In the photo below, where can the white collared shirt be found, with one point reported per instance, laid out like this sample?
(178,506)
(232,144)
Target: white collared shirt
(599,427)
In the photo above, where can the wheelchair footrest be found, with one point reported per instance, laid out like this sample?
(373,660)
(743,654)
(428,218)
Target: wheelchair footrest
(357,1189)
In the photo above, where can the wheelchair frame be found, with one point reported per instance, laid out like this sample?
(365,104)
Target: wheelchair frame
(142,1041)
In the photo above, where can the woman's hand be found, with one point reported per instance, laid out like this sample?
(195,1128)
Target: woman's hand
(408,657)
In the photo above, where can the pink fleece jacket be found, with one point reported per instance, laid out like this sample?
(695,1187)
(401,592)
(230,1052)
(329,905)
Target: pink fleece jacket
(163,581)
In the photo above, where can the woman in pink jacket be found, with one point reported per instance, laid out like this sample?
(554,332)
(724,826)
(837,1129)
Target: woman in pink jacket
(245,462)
——
> [REQUIRED WORK] Rewrite the lines above as a JSON list of strings, one string per line, leaving out any blank lines.

> [EXPECTED OUTPUT]
[
  "In the photo below, where can the white collared shirt be found, with one point reported per instance, laid out like this sample?",
  "(178,506)",
  "(232,144)",
  "Target: white collared shirt",
  "(599,427)",
  "In the photo above, where can the wheelchair footrest be found, with one point reported per instance, laid out like this sample?",
  "(373,660)",
  "(743,654)",
  "(428,218)",
  "Target: wheelchair footrest",
  "(357,1189)",
  "In the photo above, where can the wheelchair frame be found, with one point reported per instance, laid out like this sample?",
  "(365,104)",
  "Target: wheelchair frame",
  "(142,1041)",
  "In the photo above, where can the woman's hand be found, with one point reported per instance, laid out like this sample?",
  "(195,1128)",
  "Target: woman's hand",
  "(408,657)",
  "In the photo above, where can the pink fleece jacket be found, with one point reported per instance, laid out like this sample?",
  "(695,1187)",
  "(401,592)",
  "(230,1052)",
  "(329,905)",
  "Target: pink fleece jacket",
  "(163,581)",
  "In the photo above, where can the woman in pink jacket be found, with one point reported per instance, laid out like this sample?",
  "(554,332)",
  "(724,826)",
  "(837,1129)",
  "Target: woman in pink jacket",
  "(245,462)"
]